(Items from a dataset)
-*-*-

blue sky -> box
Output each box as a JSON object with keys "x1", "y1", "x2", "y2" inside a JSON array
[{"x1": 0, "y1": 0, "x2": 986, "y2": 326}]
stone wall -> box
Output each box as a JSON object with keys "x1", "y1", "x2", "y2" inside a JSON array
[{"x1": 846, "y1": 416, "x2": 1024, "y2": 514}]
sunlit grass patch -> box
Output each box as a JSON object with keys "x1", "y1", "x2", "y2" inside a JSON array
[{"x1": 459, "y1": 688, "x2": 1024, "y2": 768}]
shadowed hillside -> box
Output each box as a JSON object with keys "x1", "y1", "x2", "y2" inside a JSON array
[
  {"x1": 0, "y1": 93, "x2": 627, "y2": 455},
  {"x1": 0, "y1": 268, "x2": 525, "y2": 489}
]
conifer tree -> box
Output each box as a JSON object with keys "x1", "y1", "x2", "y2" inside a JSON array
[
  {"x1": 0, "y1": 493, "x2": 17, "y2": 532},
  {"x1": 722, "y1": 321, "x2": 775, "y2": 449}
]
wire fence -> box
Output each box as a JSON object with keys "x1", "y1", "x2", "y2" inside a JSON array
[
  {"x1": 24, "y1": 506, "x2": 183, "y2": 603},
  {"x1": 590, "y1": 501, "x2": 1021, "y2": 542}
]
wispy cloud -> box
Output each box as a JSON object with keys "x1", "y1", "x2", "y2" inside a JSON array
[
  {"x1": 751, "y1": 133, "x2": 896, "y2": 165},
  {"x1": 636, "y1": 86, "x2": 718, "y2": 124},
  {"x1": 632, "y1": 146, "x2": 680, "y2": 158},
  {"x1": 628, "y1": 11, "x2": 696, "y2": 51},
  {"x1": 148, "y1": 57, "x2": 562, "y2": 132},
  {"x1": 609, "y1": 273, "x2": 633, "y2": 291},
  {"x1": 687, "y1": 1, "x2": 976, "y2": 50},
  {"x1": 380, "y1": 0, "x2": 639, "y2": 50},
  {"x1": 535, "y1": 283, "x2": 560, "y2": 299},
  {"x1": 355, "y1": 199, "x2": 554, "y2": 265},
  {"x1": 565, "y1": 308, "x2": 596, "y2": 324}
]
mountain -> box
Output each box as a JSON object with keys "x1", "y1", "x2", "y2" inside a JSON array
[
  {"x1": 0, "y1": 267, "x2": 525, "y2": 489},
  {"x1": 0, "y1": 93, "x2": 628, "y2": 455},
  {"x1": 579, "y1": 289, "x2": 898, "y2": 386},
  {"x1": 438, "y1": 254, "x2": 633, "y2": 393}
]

-*-*-

TASK BRIEF: Your reply must be a faithful copy of each entry above.

SOLUTION FOR THIS PROBLEM:
blue sky -> box
Output each box as a JSON object with keys "x1", "y1", "x2", "y2" inside a JSON array
[{"x1": 0, "y1": 0, "x2": 986, "y2": 326}]
stone wall -> box
Output each box as a JSON object with keys "x1", "y1", "x2", "y2" inside a JSON array
[{"x1": 846, "y1": 416, "x2": 1024, "y2": 514}]
sunlit grass patch -> box
Output each box as a JSON object with keys "x1", "y1", "x2", "y2" inside a JSON array
[{"x1": 459, "y1": 688, "x2": 1024, "y2": 768}]
shadowed hillside -> box
Output each box as a JSON object with keys "x1", "y1", "x2", "y2" inside a JSON array
[
  {"x1": 0, "y1": 93, "x2": 627, "y2": 455},
  {"x1": 0, "y1": 268, "x2": 525, "y2": 489}
]
conifer tree -> box
Output each box as a JSON object with keys "x1", "y1", "x2", "y2" inside a JSON array
[
  {"x1": 0, "y1": 493, "x2": 17, "y2": 532},
  {"x1": 722, "y1": 321, "x2": 775, "y2": 449}
]
wire fence -> box
Output each box as a JSON object with keys "x1", "y1", "x2", "y2" inside a JSON array
[
  {"x1": 24, "y1": 506, "x2": 183, "y2": 603},
  {"x1": 590, "y1": 501, "x2": 1021, "y2": 542}
]
wispy cloud -> box
Output each box as a JSON object with keys "x1", "y1", "x2", "y2" inside a JSON array
[
  {"x1": 751, "y1": 133, "x2": 896, "y2": 165},
  {"x1": 636, "y1": 86, "x2": 718, "y2": 124},
  {"x1": 632, "y1": 146, "x2": 680, "y2": 158},
  {"x1": 628, "y1": 11, "x2": 696, "y2": 51},
  {"x1": 148, "y1": 57, "x2": 562, "y2": 132},
  {"x1": 609, "y1": 273, "x2": 633, "y2": 291},
  {"x1": 687, "y1": 1, "x2": 976, "y2": 50},
  {"x1": 380, "y1": 0, "x2": 639, "y2": 50},
  {"x1": 535, "y1": 283, "x2": 560, "y2": 299},
  {"x1": 355, "y1": 199, "x2": 554, "y2": 265},
  {"x1": 565, "y1": 308, "x2": 596, "y2": 324}
]
mountain -> box
Output each box as a JSON object with keys "x1", "y1", "x2", "y2" inside a JSON array
[
  {"x1": 0, "y1": 267, "x2": 525, "y2": 489},
  {"x1": 0, "y1": 93, "x2": 628, "y2": 455},
  {"x1": 579, "y1": 289, "x2": 898, "y2": 386},
  {"x1": 438, "y1": 254, "x2": 633, "y2": 393}
]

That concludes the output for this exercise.